*** INFORMATION SHOWN Section Begins ***
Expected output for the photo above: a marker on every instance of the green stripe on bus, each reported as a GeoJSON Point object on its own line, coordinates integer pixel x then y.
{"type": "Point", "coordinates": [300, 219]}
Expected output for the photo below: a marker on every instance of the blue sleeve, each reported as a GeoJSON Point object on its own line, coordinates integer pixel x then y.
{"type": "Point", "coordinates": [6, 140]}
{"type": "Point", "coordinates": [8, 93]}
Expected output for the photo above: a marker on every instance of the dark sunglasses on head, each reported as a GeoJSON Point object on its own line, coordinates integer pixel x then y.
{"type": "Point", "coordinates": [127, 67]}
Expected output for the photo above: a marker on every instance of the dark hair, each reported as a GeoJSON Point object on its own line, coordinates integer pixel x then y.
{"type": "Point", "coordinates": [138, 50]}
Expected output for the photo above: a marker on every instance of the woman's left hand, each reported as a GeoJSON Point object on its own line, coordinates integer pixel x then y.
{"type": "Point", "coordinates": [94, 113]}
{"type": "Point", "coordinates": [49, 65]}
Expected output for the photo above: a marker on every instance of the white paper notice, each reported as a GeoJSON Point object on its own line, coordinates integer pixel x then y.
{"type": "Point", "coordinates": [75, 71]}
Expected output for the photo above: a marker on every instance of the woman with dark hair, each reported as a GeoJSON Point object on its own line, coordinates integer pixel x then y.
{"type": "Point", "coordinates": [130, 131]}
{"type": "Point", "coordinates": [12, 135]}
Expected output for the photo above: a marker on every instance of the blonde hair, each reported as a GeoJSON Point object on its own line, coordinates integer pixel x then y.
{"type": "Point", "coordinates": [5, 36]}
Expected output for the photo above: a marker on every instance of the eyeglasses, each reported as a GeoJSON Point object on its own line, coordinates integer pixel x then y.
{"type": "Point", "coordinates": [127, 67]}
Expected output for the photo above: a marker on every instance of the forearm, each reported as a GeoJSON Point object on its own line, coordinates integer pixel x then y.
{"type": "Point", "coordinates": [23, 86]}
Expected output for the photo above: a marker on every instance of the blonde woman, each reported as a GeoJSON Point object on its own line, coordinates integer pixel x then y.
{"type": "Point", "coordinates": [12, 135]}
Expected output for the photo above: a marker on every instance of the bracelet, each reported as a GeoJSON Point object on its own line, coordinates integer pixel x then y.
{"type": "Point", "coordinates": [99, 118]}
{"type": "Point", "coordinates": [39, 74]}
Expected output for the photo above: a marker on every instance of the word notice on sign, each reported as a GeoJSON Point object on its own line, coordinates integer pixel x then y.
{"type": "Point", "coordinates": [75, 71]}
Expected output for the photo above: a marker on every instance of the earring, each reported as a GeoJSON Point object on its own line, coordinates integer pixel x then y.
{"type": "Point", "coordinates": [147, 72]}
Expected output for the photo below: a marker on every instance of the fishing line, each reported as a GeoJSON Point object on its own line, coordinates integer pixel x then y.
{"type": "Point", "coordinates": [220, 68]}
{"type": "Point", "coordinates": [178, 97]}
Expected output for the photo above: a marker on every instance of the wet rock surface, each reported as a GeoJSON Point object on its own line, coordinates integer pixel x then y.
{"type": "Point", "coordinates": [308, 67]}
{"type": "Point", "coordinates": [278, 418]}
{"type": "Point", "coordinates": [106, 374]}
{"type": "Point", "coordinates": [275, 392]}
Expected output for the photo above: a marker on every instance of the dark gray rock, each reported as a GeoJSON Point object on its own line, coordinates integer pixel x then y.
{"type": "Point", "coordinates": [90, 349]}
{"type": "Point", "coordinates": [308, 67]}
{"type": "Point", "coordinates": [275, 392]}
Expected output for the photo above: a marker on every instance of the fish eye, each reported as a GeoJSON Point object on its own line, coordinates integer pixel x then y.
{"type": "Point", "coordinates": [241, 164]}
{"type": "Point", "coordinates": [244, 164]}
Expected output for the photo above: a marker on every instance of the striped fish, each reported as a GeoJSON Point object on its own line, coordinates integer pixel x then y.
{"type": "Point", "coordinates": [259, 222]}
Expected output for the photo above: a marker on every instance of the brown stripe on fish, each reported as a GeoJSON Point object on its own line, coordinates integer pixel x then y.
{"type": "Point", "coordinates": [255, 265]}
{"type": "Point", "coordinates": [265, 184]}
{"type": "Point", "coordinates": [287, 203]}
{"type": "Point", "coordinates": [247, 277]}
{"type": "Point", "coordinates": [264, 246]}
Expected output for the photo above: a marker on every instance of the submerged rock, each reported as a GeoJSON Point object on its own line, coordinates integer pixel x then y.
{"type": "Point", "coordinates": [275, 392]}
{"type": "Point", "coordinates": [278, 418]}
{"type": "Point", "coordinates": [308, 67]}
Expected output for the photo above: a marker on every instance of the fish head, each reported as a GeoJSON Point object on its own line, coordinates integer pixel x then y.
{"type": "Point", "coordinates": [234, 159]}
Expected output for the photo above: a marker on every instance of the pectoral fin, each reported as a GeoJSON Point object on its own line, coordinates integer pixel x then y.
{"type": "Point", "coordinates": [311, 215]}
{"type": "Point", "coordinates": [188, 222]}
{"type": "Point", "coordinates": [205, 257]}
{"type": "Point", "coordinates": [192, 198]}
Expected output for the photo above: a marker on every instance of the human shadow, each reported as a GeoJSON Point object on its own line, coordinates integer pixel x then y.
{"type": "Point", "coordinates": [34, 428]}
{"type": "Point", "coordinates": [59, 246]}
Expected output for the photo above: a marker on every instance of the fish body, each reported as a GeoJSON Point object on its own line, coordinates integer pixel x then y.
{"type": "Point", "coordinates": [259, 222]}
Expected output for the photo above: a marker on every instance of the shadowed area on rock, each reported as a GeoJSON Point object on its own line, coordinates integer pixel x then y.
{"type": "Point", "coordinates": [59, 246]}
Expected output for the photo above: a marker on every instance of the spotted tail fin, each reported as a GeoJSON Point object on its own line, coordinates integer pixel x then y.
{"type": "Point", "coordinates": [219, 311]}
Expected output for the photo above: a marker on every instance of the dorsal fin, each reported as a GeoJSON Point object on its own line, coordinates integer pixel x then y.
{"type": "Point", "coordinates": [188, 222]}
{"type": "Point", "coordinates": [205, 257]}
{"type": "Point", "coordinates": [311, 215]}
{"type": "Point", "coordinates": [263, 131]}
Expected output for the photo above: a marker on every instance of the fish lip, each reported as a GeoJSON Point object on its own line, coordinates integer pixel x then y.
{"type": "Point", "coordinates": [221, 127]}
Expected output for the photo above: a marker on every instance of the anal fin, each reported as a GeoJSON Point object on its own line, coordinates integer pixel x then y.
*** INFORMATION SHOWN Section Ends ***
— TASK INSTRUCTIONS —
Output the listing above in full, exactly as written.

— PROBLEM SOLUTION —
Expected output for the photo above: a marker on every instance of the green stripe on bus, each reported as a GeoJSON Point object on its own line, coordinates integer pixel x then y.
{"type": "Point", "coordinates": [300, 219]}
Expected output for the photo below: a marker on every instance of the blue sleeve, each reported as a GeoJSON Point object on its own line, coordinates integer pixel x then y.
{"type": "Point", "coordinates": [6, 140]}
{"type": "Point", "coordinates": [8, 93]}
Expected output for the photo above: a marker on every instance of the dark sunglasses on head, each reported as a GeoJSON Point object on its own line, coordinates integer pixel x then y.
{"type": "Point", "coordinates": [127, 67]}
Expected output for the photo above: a marker on every instance of the dark hair, each reported as a GeoJSON Point object on its own line, coordinates integer pixel x then y.
{"type": "Point", "coordinates": [138, 50]}
Expected output for the photo above: a marker on every instance of the woman's left hand, each reported as a GeoJSON Point object on its own line, coordinates integer pixel x then y.
{"type": "Point", "coordinates": [94, 113]}
{"type": "Point", "coordinates": [49, 65]}
Expected output for the photo above: a marker on every instance of the white paper notice, each reported as a GeoJSON Point object on its own line, coordinates integer pixel x then y.
{"type": "Point", "coordinates": [75, 71]}
Expected output for the photo above: a marker on every instance of the woman with dark hair, each reported as a GeoJSON Point object on its own line, coordinates integer pixel x then y.
{"type": "Point", "coordinates": [130, 131]}
{"type": "Point", "coordinates": [12, 135]}
Expected output for the photo above: a marker on every instance of the blonde hair, each reported as a GeoJSON Point object on its own line, coordinates integer pixel x then y.
{"type": "Point", "coordinates": [5, 36]}
Expected output for the photo above: a marker on every instance of the eyeglasses, each reported as a GeoJSON Point object on its own line, coordinates integer pixel x then y.
{"type": "Point", "coordinates": [127, 67]}
Expected output for the photo above: a marker on every instance of the forearm, each reported as a GeoJSON Point object on its own line, coordinates integer pixel x then y.
{"type": "Point", "coordinates": [23, 86]}
Expected output for the photo above: a marker on every instance of the blonde woman, each reported as a GeoJSON Point object on its own line, coordinates integer pixel x then y.
{"type": "Point", "coordinates": [12, 135]}
Expected output for the photo above: a marker on every instance of the bracelet, each reported as a GeoJSON Point object on its own line, coordinates integer pixel x then y.
{"type": "Point", "coordinates": [99, 118]}
{"type": "Point", "coordinates": [39, 74]}
Expected output for the photo above: a marker on every instance of the word notice on sign, each reported as a GeoJSON Point object on its own line, coordinates integer pixel x then y.
{"type": "Point", "coordinates": [75, 71]}
Expected output for the photo above: a marker on every instance of the earring, each reported as a GeoJSON Point object on its own line, coordinates integer pixel x then y.
{"type": "Point", "coordinates": [147, 72]}
Expected output for the photo below: a marker on every instance of the fishing line, each reported as a GeoJSON Point object on its own line, coordinates integer pixel x then y.
{"type": "Point", "coordinates": [220, 68]}
{"type": "Point", "coordinates": [178, 97]}
Expected output for the photo above: a marker on every instance of the wet rock surface, each reported as a GeoJSON Point object on its own line, coordinates integer pixel x then y.
{"type": "Point", "coordinates": [308, 67]}
{"type": "Point", "coordinates": [278, 418]}
{"type": "Point", "coordinates": [106, 374]}
{"type": "Point", "coordinates": [275, 392]}
Expected output for the photo above: a marker on every instance of the dark gray rock, each reported as a GeoJSON Point object on its own line, coordinates integer pixel x then y.
{"type": "Point", "coordinates": [90, 349]}
{"type": "Point", "coordinates": [308, 67]}
{"type": "Point", "coordinates": [275, 392]}
Expected output for the photo above: a marker on every instance of the fish eye, each reported as a GeoJSON Point object on its own line, coordinates integer pixel x then y.
{"type": "Point", "coordinates": [241, 164]}
{"type": "Point", "coordinates": [244, 164]}
Expected output for the photo above: a marker on every instance of the striped fish, each reported as a GeoJSON Point object on its own line, coordinates integer pixel x then y.
{"type": "Point", "coordinates": [259, 222]}
Expected output for the photo above: a marker on every instance of the brown stripe on fish, each reported as a GeoJSON Point object on its own line, coordinates integer pixel x then y.
{"type": "Point", "coordinates": [255, 265]}
{"type": "Point", "coordinates": [265, 184]}
{"type": "Point", "coordinates": [287, 203]}
{"type": "Point", "coordinates": [247, 277]}
{"type": "Point", "coordinates": [264, 246]}
Expected output for the photo above: a marker on every instance of the submerged rock, each reported as a GeoJSON Point object on its own line, coordinates integer pixel x then y.
{"type": "Point", "coordinates": [275, 392]}
{"type": "Point", "coordinates": [278, 418]}
{"type": "Point", "coordinates": [308, 67]}
Expected output for the photo above: a marker on every instance of the fish head, each reported as a GeoJSON Point object on its own line, coordinates integer pixel x then y.
{"type": "Point", "coordinates": [234, 159]}
Expected output for the photo above: a marker on every instance of the pectoral fin, each reported as a GeoJSON Point object on its own line, coordinates integer pixel x then y.
{"type": "Point", "coordinates": [311, 215]}
{"type": "Point", "coordinates": [188, 222]}
{"type": "Point", "coordinates": [205, 257]}
{"type": "Point", "coordinates": [192, 198]}
Expected output for the photo above: a marker on every instance of the human shadow, each reported as a GeoJSON Point object on its own line, coordinates integer pixel x then y.
{"type": "Point", "coordinates": [34, 428]}
{"type": "Point", "coordinates": [59, 246]}
Expected output for the photo above: a marker on every instance of the fish body, each reported as a GeoJSON Point object on its own line, coordinates integer pixel x then y.
{"type": "Point", "coordinates": [259, 222]}
Expected output for the photo above: a marker on every instance of the shadowed area on rock, each reported as a GeoJSON Point object on its own line, coordinates integer pixel x then y.
{"type": "Point", "coordinates": [59, 246]}
Expected output for the photo above: a marker on every instance of the spotted tail fin, each reported as a GeoJSON Point object on its own line, coordinates integer pixel x then y.
{"type": "Point", "coordinates": [219, 311]}
Expected output for the photo above: a marker on every instance of the dorsal fin, each reported as a GeoJSON Point object on its own line, coordinates integer pixel x then y.
{"type": "Point", "coordinates": [188, 222]}
{"type": "Point", "coordinates": [205, 257]}
{"type": "Point", "coordinates": [311, 215]}
{"type": "Point", "coordinates": [263, 131]}
Expected output for the photo above: a marker on every instance of the fish lip, each reported as a GeoJSON Point object on its own line, coordinates integer pixel x then y.
{"type": "Point", "coordinates": [221, 127]}
Expected output for the photo above: a marker on every instance of the anal fin, each reported as a GeoJSON Point object on its own line, coordinates integer pixel x then y.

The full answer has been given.